== Text extract ==

Partitioning and Shuffle#

Partitioning is key to Spark performance. Understanding how data is distributed and optimizing it is crucial for large-scale data processing.

What is a Partition?#

A Partition is a logical division unit of RDD/DataFrame data. Each partition is processed on one node in the cluster.

DataFrame (100 million rows)
├── Partition 0 (10 million rows) → Executor 1, Task 0
├── Partition 1 (10 million rows) → Executor 2, Task 1
├── Partition 2 (10 million rows) → Executor 1, Task 2
├── ...
└── Partition 9 (10 million rows) → Executor 4, Task 9

Why Partitions Matter#

Partition CountImpact
Too fewLow parallelism, possible memory issues, underutilized nodes
Too manyScheduling overhead, small task inefficiency, increased shuffle cost
OptimalBalanced load distribution, efficient resource usage

Checking and Adjusting Partition Count#

Checking Current Partition Count#

Dataset<Row> df = spark.read().parquet("data.parquet");
int partitions = df.rdd().getNumPartitions();
System.out.println("Partition count: " + partitions);

// Count data per partition
df.mapPartitions(
    iter -> {
        int count = 0;
        while (iter.hasNext()) { iter.next(); count++; }
        return Collections.singletonList(count).iterator();
    },
    Encoders.INT()
).collectAsList().forEach(System.out::println);

Guidelines for Determining Partition Count#

Recommended partition size: 100MB ~ 200MB
Minimum partition count: Total cluster cores × 2-4
Maximum partition count: Data size (GB) × 2-4

Example:

  • 100GB data, 50-core cluster
  • Minimum: 50 × 2 = 100 partitions
  • Maximum: 100 × 4 = 400 partitions
  • Recommended: ~200 partitions (100GB ÷ 200MB × 4)

===
== Records provided ==

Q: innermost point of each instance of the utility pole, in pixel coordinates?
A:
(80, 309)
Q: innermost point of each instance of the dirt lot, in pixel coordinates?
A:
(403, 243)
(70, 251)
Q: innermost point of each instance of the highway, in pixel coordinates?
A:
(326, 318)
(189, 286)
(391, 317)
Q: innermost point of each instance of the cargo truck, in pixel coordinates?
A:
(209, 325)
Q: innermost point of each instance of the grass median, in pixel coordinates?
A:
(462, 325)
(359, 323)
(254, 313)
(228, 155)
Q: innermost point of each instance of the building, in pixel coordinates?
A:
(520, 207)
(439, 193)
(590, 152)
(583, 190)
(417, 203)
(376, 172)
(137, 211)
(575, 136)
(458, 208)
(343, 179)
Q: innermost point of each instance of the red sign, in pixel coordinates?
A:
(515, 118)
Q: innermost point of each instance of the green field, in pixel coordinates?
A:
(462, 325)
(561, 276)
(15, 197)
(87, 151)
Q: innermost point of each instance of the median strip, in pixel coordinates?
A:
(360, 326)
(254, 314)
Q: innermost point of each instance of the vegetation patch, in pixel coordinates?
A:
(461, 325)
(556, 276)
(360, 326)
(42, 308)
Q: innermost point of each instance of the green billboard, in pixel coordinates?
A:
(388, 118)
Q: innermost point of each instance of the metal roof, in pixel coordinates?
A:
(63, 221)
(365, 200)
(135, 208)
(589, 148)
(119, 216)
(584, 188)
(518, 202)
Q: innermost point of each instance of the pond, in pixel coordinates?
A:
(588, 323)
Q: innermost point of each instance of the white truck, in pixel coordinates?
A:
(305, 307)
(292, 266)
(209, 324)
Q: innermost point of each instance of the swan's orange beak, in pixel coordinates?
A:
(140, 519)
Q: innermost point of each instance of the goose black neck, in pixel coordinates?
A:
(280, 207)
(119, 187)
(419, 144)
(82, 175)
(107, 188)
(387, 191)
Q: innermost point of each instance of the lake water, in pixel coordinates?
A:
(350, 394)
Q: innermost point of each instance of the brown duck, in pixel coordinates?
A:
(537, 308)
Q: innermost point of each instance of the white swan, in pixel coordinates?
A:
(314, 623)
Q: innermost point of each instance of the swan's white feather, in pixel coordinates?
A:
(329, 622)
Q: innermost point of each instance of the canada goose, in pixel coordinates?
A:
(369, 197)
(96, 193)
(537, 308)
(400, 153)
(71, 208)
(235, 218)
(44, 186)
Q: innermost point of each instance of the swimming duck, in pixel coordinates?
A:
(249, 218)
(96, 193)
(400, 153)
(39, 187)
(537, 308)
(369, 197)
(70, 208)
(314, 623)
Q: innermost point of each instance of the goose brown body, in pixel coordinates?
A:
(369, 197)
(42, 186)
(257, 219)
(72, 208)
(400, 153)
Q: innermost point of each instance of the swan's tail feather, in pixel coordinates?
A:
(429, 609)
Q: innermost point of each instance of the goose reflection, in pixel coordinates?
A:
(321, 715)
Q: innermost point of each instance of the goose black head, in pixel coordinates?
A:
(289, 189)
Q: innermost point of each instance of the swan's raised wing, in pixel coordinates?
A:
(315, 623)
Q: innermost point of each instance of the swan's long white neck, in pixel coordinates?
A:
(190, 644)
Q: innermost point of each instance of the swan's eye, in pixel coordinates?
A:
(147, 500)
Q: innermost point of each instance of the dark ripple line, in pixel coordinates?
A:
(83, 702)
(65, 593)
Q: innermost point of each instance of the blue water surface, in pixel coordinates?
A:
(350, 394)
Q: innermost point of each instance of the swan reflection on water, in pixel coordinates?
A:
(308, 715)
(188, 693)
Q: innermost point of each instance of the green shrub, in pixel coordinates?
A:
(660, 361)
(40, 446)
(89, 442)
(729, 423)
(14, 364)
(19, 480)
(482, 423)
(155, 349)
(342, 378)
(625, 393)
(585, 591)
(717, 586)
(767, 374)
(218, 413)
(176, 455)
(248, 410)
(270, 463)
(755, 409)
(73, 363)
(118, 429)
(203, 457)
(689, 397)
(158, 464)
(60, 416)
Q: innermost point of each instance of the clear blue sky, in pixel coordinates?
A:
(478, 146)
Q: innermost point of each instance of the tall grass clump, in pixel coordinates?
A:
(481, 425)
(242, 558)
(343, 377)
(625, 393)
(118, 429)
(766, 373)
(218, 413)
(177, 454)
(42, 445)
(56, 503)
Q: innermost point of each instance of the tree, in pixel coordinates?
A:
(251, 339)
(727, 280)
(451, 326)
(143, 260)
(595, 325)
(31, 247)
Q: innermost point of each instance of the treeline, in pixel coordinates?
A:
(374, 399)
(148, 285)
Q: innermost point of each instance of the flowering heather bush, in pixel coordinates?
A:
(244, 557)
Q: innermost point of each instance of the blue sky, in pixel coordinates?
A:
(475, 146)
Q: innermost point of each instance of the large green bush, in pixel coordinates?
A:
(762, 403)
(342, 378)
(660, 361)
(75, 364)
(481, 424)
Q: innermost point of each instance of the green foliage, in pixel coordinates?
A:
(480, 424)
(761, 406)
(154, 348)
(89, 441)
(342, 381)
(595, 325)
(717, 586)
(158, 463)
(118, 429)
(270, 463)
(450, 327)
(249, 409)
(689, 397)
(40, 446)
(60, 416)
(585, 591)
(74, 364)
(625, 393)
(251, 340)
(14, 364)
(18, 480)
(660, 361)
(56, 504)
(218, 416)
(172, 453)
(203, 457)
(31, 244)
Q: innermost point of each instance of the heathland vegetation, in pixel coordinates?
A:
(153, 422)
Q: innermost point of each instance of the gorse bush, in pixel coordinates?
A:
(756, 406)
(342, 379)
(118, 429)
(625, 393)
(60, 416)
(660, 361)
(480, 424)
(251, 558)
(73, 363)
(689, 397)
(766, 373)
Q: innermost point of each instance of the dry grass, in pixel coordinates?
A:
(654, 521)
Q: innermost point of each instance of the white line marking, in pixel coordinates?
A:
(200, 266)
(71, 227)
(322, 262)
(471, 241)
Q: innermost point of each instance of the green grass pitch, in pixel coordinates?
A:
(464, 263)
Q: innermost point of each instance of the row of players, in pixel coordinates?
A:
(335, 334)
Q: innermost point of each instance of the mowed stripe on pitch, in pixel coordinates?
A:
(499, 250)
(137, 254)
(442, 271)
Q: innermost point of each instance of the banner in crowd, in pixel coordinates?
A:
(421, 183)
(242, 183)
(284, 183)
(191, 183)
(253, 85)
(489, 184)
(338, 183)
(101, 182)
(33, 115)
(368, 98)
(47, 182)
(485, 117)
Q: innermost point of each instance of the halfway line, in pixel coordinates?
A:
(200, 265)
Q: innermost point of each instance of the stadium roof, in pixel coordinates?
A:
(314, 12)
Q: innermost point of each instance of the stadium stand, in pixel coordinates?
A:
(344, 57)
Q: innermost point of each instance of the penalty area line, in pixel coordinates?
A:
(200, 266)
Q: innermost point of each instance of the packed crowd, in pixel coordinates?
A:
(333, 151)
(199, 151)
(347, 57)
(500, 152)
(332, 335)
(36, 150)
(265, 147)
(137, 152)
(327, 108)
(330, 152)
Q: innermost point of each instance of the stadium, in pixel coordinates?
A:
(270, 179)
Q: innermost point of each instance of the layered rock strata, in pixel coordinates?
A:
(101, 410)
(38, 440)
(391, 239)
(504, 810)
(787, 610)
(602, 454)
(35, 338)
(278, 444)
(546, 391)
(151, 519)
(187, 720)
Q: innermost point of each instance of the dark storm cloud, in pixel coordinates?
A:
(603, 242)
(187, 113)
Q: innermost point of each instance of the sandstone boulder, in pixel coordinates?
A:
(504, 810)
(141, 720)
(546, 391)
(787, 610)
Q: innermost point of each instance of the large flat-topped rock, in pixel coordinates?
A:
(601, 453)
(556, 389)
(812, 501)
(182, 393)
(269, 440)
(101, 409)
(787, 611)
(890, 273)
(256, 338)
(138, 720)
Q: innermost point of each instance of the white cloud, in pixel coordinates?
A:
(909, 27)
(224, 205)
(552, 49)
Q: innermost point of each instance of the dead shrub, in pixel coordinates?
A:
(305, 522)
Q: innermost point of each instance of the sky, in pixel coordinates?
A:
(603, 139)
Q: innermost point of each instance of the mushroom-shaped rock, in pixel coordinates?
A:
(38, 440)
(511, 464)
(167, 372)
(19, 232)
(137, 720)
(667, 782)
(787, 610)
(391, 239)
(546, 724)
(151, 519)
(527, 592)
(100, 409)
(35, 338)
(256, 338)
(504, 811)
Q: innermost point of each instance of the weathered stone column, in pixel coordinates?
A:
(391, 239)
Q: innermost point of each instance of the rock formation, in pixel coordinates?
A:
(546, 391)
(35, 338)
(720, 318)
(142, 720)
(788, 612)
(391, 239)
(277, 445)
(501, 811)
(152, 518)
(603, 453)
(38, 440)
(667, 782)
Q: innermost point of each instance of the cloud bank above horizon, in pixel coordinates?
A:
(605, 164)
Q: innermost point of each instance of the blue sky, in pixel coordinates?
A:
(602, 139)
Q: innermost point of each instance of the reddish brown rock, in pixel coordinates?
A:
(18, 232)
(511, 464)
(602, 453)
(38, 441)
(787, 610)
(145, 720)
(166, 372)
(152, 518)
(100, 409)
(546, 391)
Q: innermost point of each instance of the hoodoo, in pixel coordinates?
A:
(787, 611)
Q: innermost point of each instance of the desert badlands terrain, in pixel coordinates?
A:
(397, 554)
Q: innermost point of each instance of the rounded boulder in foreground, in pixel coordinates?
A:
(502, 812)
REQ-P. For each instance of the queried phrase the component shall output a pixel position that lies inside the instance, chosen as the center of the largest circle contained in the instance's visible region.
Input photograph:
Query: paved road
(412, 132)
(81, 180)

===

**Set of tasks**:
1) Answer these questions from the Spark partitioning guide:
(a) What partition size does it recommend?
(b) Which three problems does it link to having too many partitions?
(c) In its diagram, which executor processes Partition 2?
2) List every section heading in the Spark partitioning guide.
3) Carry the Spark partitioning guide forward from its last line, in the same style.
The records have no role in this work.

**Results by task**:
1)
(a) 100MB to 200MB.
(b) Scheduling overhead, small task inefficiency, and increased shuffle cost.
(c) Executor 1.

2)
Partitioning and Shuffle
What is a Partition?
Why Partitions Matter
Checking and Adjusting Partition Count
Checking Current Partition Count
Guidelines for Determining Partition Count

3)
Adjusting Partitions#

// repartition - Change partition count (causes shuffle)
Dataset<Row> repartitioned = df.repartition(200);

// coalesce - Reduce partition count (no shuffle)
Dataset<Row> coalesced = df.coalesce(100);

// Key-based repartitioning
Dataset<Row> keyPartitioned = df.repartition(col("department"));
Dataset<Row> keyWithCount = df.repartition(100, col("department"));

repartition vs coalesce#

Featurerepartitioncoalesce
ShuffleYesNo
Partition countIncrease/decreaseDecrease only
Data distributionEvenly distributedMay be uneven
Use caseIncrease partitions, need even distributionDecrease partitions
// Reduce partitions before writing (control file count)
df.coalesce(10)
  .write()
  .parquet("output");
// → Creates 10 parquet files

// Repartition to resolve skew
df.repartition(200, col("key"))
  .groupBy("key")
  .agg(sum("value"));

Shuffle#

Shuffle is the process of redistributing data across partitions. It occurs during Wide Transformations.

Operations That Cause Shuffle#

// groupBy - Same keys to same partition
df.groupBy("key").agg(sum("value"));

// join - Same keys to same partition
df1.join(df2, "key");

// distinct - Redistribute for deduplication
df.distinct();

// repartition - Explicit redistribution
df.repartition(100);

// orderBy/sort - Global sorting
df.orderBy("column");

Shuffle Process#

Map Phase (Shuffle Write)
├── Each Task classifies data by key
├── Creates shuffle files per partition
└── Saves to disk (using memory buffer)

Reduce Phase (Shuffle Read)
├── Each Task reads shuffle files for needed partitions
├── Data transferred over network
└── Performs sorting/aggregation

Cost of Shuffle#

Shuffle is the most expensive operation in Spark:

  1. Disk I/O: Intermediate results saved to disk
  2. Network I/O: Data transfer between nodes
  3. Serialization: Data serialization/deserialization
  4. Sorting: Sorting by key

Shuffle Partition Settings#

// Set shuffle partition count (default: 200)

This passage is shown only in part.